"""

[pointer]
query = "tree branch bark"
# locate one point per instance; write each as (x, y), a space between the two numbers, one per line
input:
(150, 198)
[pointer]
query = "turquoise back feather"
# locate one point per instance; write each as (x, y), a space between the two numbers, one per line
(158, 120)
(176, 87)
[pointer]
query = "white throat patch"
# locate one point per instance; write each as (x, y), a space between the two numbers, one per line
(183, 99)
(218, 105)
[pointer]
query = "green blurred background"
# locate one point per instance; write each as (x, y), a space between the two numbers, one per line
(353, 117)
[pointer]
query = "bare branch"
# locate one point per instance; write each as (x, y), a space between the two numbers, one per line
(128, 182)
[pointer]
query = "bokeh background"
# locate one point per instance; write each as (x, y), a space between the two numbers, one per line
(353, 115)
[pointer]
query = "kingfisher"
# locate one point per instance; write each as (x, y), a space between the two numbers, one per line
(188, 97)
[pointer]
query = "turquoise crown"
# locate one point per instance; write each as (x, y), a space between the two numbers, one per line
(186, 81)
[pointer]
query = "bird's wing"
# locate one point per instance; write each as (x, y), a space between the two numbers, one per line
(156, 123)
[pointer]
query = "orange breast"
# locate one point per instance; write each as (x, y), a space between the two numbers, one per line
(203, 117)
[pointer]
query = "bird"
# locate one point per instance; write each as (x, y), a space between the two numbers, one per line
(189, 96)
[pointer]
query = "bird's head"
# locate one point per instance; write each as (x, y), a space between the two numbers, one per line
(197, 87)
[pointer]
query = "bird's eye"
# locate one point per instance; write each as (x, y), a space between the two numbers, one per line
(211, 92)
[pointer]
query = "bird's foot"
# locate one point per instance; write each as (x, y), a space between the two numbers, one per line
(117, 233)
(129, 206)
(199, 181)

"""

Filter the entries above down to the lines that contain the word "branch".

query = "tree branch bark"
query = "bare branch"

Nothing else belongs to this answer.